--- START OF Record excerpts ---

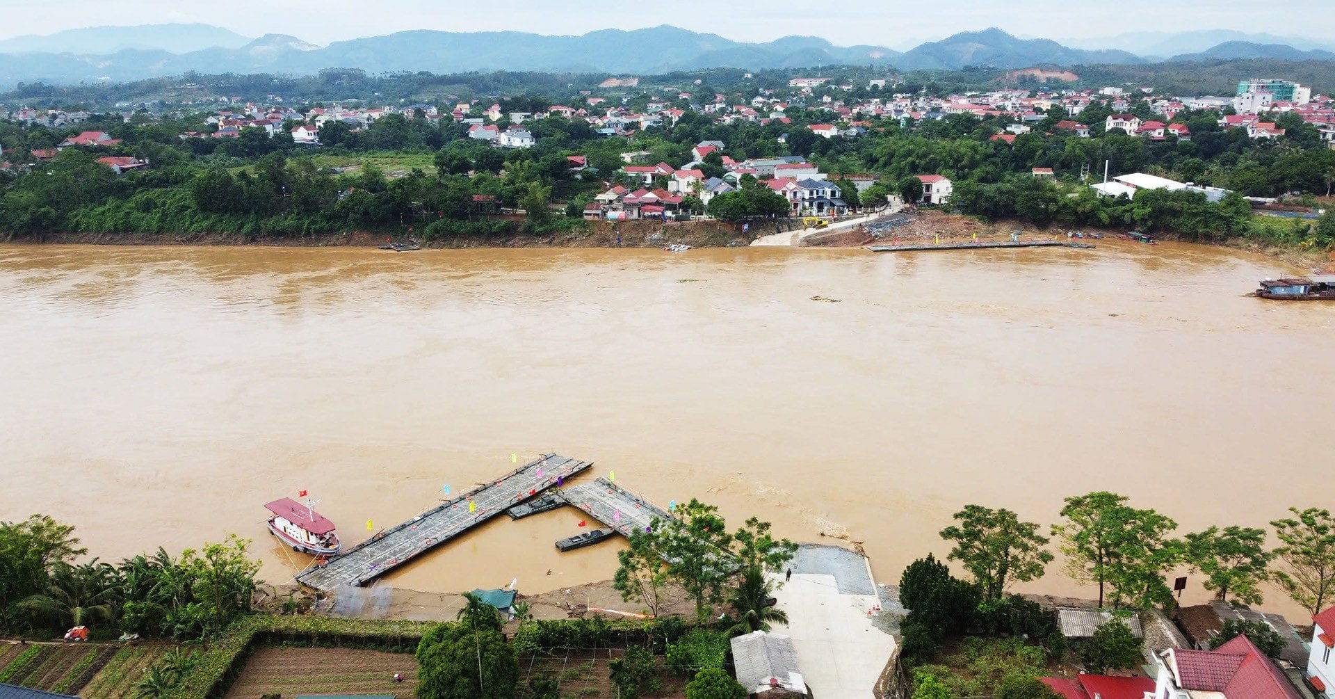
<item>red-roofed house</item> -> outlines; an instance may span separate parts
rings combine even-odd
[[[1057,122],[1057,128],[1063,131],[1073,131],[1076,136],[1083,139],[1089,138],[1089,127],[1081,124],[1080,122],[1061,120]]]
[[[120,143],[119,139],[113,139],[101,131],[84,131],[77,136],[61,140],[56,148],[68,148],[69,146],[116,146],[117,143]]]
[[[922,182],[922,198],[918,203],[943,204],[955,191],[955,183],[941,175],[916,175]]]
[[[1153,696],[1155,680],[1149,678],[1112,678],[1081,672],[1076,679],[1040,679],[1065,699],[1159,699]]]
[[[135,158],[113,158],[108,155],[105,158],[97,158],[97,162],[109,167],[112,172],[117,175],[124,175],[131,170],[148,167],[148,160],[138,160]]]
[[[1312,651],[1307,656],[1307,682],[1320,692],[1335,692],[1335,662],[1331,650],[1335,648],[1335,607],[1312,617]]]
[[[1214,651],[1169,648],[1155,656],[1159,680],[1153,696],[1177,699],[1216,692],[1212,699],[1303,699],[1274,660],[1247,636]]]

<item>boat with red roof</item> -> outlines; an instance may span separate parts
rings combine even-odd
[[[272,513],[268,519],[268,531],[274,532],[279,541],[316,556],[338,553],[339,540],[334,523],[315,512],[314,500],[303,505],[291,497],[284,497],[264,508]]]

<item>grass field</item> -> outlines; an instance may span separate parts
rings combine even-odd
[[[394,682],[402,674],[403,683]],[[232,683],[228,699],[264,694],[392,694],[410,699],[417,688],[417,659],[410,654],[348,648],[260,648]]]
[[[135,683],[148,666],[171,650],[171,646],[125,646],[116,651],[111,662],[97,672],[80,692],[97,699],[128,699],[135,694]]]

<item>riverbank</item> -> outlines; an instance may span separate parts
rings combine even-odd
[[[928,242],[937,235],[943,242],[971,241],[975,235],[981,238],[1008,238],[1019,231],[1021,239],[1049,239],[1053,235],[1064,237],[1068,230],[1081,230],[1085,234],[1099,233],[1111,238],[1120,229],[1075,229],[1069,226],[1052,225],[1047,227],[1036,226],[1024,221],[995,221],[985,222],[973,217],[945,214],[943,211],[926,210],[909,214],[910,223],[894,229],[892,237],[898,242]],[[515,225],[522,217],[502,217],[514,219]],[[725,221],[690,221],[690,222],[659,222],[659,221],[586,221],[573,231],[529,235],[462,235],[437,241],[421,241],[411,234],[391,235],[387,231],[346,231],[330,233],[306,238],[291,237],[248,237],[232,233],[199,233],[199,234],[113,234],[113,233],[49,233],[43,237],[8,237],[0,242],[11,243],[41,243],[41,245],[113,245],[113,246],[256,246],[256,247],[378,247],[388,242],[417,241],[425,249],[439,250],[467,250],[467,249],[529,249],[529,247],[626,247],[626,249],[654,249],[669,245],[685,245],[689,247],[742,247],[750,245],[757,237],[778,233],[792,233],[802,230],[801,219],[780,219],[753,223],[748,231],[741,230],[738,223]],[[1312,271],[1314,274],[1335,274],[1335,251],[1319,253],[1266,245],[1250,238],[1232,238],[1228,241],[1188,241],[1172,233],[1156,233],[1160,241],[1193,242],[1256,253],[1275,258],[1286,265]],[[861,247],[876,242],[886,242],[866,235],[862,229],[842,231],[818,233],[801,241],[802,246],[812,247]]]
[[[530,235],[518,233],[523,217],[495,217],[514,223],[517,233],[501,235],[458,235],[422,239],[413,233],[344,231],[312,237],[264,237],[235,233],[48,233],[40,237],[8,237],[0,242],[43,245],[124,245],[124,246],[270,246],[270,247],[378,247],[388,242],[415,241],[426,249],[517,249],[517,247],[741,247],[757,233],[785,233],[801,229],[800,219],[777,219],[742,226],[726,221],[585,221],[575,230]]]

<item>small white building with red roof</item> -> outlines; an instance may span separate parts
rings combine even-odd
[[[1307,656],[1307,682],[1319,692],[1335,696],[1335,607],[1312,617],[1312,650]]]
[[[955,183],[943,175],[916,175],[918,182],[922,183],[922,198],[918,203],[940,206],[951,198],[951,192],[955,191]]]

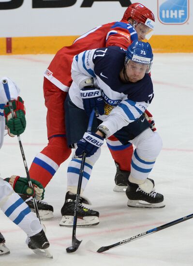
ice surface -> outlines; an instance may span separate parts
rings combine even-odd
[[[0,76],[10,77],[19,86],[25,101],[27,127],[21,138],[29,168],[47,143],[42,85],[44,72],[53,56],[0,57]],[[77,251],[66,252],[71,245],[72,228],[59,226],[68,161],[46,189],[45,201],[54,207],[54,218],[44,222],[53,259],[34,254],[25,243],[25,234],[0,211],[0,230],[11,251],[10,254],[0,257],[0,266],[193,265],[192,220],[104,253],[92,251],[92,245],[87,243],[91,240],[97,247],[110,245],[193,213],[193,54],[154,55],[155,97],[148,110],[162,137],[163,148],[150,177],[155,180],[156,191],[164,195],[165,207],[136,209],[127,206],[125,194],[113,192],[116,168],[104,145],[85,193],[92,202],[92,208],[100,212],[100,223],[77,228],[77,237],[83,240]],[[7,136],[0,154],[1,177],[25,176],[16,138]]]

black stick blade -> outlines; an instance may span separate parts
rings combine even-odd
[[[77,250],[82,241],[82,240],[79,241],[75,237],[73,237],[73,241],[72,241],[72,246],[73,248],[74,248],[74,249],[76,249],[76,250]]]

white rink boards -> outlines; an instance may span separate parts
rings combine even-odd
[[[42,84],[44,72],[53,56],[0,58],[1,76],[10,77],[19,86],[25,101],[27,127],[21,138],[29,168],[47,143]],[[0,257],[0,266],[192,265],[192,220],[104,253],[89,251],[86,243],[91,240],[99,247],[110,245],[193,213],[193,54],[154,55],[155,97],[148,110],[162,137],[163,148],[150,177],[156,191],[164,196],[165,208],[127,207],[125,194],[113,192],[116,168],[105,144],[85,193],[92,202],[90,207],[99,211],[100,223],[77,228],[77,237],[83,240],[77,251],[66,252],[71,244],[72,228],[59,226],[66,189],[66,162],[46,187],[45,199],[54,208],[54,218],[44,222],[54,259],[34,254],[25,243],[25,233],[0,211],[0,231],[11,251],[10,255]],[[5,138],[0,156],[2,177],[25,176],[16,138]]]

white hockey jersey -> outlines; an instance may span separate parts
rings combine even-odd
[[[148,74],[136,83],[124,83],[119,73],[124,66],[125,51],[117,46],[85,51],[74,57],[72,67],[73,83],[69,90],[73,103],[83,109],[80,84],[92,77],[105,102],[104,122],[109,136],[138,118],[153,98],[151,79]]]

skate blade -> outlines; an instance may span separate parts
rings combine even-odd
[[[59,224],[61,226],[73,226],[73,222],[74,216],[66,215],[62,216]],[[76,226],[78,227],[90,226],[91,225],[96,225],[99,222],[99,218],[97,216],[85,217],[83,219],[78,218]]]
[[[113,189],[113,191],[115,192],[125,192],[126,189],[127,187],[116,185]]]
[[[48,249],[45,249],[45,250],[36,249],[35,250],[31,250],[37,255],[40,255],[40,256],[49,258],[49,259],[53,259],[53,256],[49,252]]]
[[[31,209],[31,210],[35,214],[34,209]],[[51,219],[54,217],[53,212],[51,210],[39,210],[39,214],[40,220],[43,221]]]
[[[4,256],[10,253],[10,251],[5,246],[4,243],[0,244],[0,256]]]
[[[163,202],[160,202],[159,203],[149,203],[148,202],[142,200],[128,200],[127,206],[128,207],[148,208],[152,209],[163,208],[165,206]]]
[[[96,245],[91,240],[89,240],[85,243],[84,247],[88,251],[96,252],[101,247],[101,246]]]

--- END OF Record excerpts ---

▶ **Aim**: Rewrite the data above as a numbered list with one line per item, skipping blank lines and leaving out the picture placeholders.

▶ **Task solution**:
1. <item>red-roofed house</item> -> outlines; an instance may span separate parts
2. rings combine even-odd
3. [[[1057,122],[1057,128],[1063,131],[1073,131],[1076,136],[1083,139],[1089,138],[1089,127],[1081,124],[1080,122],[1061,120]]]
4. [[[120,143],[119,139],[113,139],[101,131],[84,131],[77,136],[61,140],[56,148],[68,148],[69,146],[116,146],[117,143]]]
5. [[[922,182],[922,198],[918,203],[943,204],[955,191],[955,183],[941,175],[916,175]]]
6. [[[1153,696],[1155,680],[1149,678],[1112,678],[1081,672],[1076,679],[1040,679],[1065,699],[1159,699]]]
7. [[[135,158],[113,158],[108,155],[105,158],[97,158],[97,162],[109,167],[112,172],[117,175],[124,175],[131,170],[148,167],[148,160],[138,160]]]
8. [[[1312,651],[1307,656],[1307,682],[1320,692],[1335,692],[1335,662],[1331,650],[1335,648],[1335,607],[1312,617]]]
9. [[[1214,651],[1169,648],[1155,656],[1159,680],[1153,696],[1177,699],[1216,692],[1212,699],[1303,699],[1274,660],[1247,636]]]
10. <item>boat with red roof</item> -> outlines; an instance may span separate parts
11. rings combine even-odd
12. [[[272,513],[268,519],[268,531],[274,532],[279,541],[316,556],[338,553],[339,540],[334,523],[315,512],[314,500],[303,505],[291,497],[284,497],[264,508]]]
13. <item>grass field</item> -> outlines; an instance may span separate parts
14. rings combine even-odd
15. [[[394,682],[402,674],[403,683]],[[232,683],[228,699],[264,694],[392,694],[410,699],[417,688],[417,659],[410,654],[348,648],[260,648]]]
16. [[[135,683],[148,666],[171,650],[171,646],[125,646],[116,651],[111,662],[97,672],[80,692],[97,699],[128,699],[135,694]]]
17. <item>riverbank</item> -> outlines; an instance may span separate parts
18. rings combine even-odd
19. [[[928,242],[937,235],[943,242],[971,241],[975,235],[981,238],[1008,238],[1019,231],[1021,239],[1049,239],[1053,235],[1064,237],[1068,230],[1081,230],[1085,234],[1099,233],[1111,238],[1120,229],[1075,229],[1069,226],[1052,225],[1047,227],[1036,226],[1024,221],[995,221],[985,222],[973,217],[945,214],[943,211],[926,210],[909,214],[910,223],[894,229],[892,237],[898,242]],[[515,225],[522,217],[502,217],[514,219]],[[725,221],[690,221],[690,222],[659,222],[659,221],[586,221],[573,231],[529,235],[462,235],[437,241],[421,241],[411,234],[391,235],[387,231],[346,231],[330,233],[306,238],[291,237],[248,237],[232,233],[199,233],[199,234],[113,234],[113,233],[49,233],[43,237],[8,237],[0,242],[11,243],[41,243],[41,245],[113,245],[113,246],[256,246],[256,247],[378,247],[388,242],[417,241],[425,249],[439,250],[467,250],[467,249],[529,249],[529,247],[626,247],[626,249],[654,249],[669,245],[685,245],[689,247],[742,247],[750,245],[757,237],[778,233],[792,233],[802,230],[801,219],[780,219],[753,223],[748,231],[741,230],[738,223]],[[1312,271],[1314,274],[1335,274],[1335,251],[1319,253],[1266,245],[1250,238],[1232,238],[1228,241],[1188,241],[1172,233],[1156,233],[1160,241],[1193,242],[1256,253],[1275,258],[1286,265]],[[861,247],[876,242],[886,242],[866,235],[862,229],[842,231],[818,233],[801,241],[802,246],[812,247]]]
20. [[[530,235],[518,233],[523,217],[495,217],[514,223],[517,233],[501,235],[458,235],[422,239],[413,233],[344,231],[312,237],[264,237],[235,233],[48,233],[40,237],[8,237],[0,242],[43,245],[124,245],[124,246],[270,246],[270,247],[378,247],[388,242],[415,241],[426,249],[517,249],[517,247],[741,247],[757,233],[785,233],[801,229],[800,219],[777,219],[742,226],[726,221],[585,221],[575,230]]]
21. <item>small white building with red roof</item> -> outlines; an instance may span separate parts
22. rings combine even-odd
23. [[[1307,656],[1307,682],[1319,692],[1335,696],[1335,607],[1312,617],[1312,650]]]
24. [[[955,183],[943,175],[916,175],[918,182],[922,183],[922,198],[918,203],[940,206],[951,198],[951,192],[955,191]]]
25. ice surface -> outlines; an instance may span separate parts
26. rings combine even-odd
27. [[[0,76],[10,77],[19,86],[25,101],[27,127],[21,138],[29,168],[47,143],[42,85],[44,72],[53,56],[0,57]],[[77,251],[66,252],[71,245],[72,228],[59,226],[68,161],[46,189],[45,201],[54,207],[54,218],[44,222],[53,259],[34,254],[25,243],[25,234],[0,211],[0,230],[11,251],[10,254],[0,257],[0,266],[193,265],[192,220],[104,253],[92,251],[92,245],[87,243],[91,240],[97,247],[110,245],[193,213],[193,54],[154,55],[155,97],[148,110],[162,137],[163,148],[150,177],[155,180],[156,191],[164,195],[165,207],[136,209],[127,206],[125,194],[113,192],[116,168],[104,145],[85,193],[92,202],[92,208],[100,212],[100,223],[77,228],[77,237],[83,240]],[[7,136],[0,154],[1,177],[25,176],[16,138]]]
28. black stick blade -> outlines; an instance may span separate parts
29. rings combine even-odd
30. [[[77,250],[82,241],[82,240],[79,241],[75,237],[73,237],[73,241],[72,241],[72,246],[73,248],[74,248],[74,249],[76,249],[76,250]]]
31. white rink boards -> outlines; an instance may span separate parts
32. rings combine even-odd
33. [[[42,84],[44,72],[53,56],[0,58],[1,76],[10,77],[19,86],[25,101],[27,127],[21,138],[29,168],[47,143]],[[0,257],[0,266],[192,265],[192,220],[104,253],[89,251],[86,243],[91,240],[99,247],[110,245],[193,213],[193,54],[154,55],[155,97],[148,110],[162,137],[163,148],[150,177],[156,191],[164,196],[165,208],[127,207],[125,194],[113,192],[116,168],[105,144],[85,193],[92,202],[90,207],[99,211],[100,223],[77,228],[77,237],[83,240],[77,251],[66,252],[71,244],[72,228],[59,226],[66,189],[66,162],[46,187],[45,199],[54,208],[54,218],[44,222],[54,259],[34,254],[25,243],[25,233],[0,211],[0,231],[11,251],[10,255]],[[5,138],[0,156],[2,177],[25,176],[16,138]]]
34. white hockey jersey -> outlines; an instance may span separate parts
35. rings combine even-odd
36. [[[148,74],[136,83],[124,83],[119,73],[124,66],[125,51],[117,46],[85,51],[74,57],[72,67],[73,83],[69,90],[73,103],[83,109],[80,84],[92,77],[105,102],[104,122],[109,136],[138,118],[153,98],[151,79]]]
37. skate blade -> outlines; an instance may span separate parts
38. rings combine even-odd
39. [[[59,224],[61,226],[73,226],[73,222],[74,216],[66,215],[62,216]],[[76,226],[78,227],[90,226],[91,225],[96,225],[99,222],[99,218],[97,216],[85,217],[83,219],[78,218]]]
40. [[[113,189],[113,191],[115,192],[125,192],[126,189],[127,187],[116,185]]]
41. [[[48,249],[45,249],[45,250],[36,249],[35,250],[31,250],[37,255],[40,255],[40,256],[49,258],[49,259],[53,259],[53,256],[49,252]]]
42. [[[31,209],[31,210],[35,214],[34,209]],[[51,219],[54,217],[53,212],[51,210],[39,210],[39,214],[40,220],[43,221]]]
43. [[[4,256],[10,253],[10,251],[5,246],[4,243],[0,244],[0,256]]]
44. [[[163,202],[160,202],[159,203],[149,203],[148,202],[142,200],[128,200],[127,206],[128,207],[148,208],[152,209],[163,208],[165,206]]]
45. [[[96,245],[91,240],[89,240],[85,243],[84,247],[88,251],[96,252],[101,247],[101,246]]]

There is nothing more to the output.